Friday, Jul. 21, 1967
Executive Sweets
SOUTH VIET NAM
They looked like lotus blossoms in their pastel ao dai, sweeping by the aging buildings of Harvard Yard. The blossoms were 46 frail South Vietnamese businesswomen, aged 25 to 45, who last week, after a brief stopover in Washington, moved into a Radcliffe College dormitory and began attending the International Marketing Institute's classes held at Harvard Business School.
During the next five weeks, their dark almond eyes will beam on a group of lecturers from business schools in the Boston area, and their stiletto-like fingernails will flick through books on such subjects as real estate management, production cost analysis and product marketing. Then they will visit major U.S. industrial firms, dropping in on General Mills or IBM or Mobil Oil to get a firsthand look at how their male counterparts in the U.S. turn a profit.

* **Tasks for this exercise**
A. According to the article on South Vietnamese businesswomen, what was the age range of the women?
B. Translate this sentence from the article on South Vietnamese businesswomen into Spanish: "They looked like lotus blossoms in their pastel ao dai, sweeping by the aging buildings of Harvard Yard."
C. Rename "Mobil Oil" to "Standard Oil" in the article on South Vietnamese businesswomen, and write out everything from "During the next" down to "turn a profit." with that change.

* **Study material**

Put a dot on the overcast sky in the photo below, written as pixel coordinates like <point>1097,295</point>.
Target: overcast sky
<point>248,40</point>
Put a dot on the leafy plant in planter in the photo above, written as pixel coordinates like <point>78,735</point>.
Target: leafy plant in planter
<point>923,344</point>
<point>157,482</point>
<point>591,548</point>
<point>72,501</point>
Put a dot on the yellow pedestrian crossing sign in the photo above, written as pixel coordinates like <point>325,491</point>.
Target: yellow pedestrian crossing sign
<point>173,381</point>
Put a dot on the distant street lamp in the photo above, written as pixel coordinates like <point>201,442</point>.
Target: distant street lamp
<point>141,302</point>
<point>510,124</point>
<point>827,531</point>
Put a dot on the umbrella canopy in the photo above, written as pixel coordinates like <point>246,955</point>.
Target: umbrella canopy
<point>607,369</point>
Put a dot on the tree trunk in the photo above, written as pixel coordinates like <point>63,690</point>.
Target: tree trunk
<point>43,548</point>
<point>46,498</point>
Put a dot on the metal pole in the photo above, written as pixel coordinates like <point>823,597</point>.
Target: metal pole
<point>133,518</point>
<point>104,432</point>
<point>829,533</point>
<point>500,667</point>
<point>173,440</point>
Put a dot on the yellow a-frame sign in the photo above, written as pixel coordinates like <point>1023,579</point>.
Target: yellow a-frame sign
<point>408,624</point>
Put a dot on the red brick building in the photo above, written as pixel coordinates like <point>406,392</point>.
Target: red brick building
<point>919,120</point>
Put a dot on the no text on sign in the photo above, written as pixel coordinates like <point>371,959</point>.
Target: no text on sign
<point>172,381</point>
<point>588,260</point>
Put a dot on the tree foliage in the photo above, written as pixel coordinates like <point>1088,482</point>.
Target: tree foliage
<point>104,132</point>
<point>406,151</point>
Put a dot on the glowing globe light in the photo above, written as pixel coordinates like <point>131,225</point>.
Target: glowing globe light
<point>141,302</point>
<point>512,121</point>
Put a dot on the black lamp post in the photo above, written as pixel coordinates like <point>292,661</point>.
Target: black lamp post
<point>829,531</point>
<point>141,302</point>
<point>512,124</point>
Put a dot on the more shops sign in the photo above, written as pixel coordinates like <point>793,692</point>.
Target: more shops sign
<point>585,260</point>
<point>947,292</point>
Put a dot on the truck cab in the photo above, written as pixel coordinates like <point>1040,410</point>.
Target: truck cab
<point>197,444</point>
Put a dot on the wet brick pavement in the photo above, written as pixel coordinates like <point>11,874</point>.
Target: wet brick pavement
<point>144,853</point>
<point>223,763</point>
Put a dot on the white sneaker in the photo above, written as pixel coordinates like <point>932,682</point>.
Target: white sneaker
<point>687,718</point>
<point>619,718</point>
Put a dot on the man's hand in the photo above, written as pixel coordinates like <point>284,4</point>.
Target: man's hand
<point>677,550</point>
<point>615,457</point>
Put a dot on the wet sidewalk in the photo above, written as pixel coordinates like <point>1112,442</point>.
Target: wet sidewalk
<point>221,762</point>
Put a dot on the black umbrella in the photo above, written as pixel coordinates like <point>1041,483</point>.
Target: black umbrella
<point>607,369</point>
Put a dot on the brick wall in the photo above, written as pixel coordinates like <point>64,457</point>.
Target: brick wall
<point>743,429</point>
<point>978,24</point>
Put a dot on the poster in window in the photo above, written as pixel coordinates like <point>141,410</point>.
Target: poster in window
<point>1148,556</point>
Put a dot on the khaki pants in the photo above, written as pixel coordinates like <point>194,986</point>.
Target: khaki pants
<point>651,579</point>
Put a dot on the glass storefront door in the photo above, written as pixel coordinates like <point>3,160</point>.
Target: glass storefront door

* **Activity answers**
A. They were aged 25 to 45.

B. Parecían flores de loto con sus ao dai de tonos pastel, pasando junto a los viejos edificios de Harvard Yard.

C.
During the next five weeks, their dark almond eyes will beam on a group of lecturers from business schools in the Boston area, and their stiletto-like fingernails will flick through books on such subjects as real estate management, production cost analysis and product marketing. Then they will visit major U.S. industrial firms, dropping in on General Mills or IBM or Standard Oil to get a firsthand look at how their male counterparts in the U.S. turn a profit.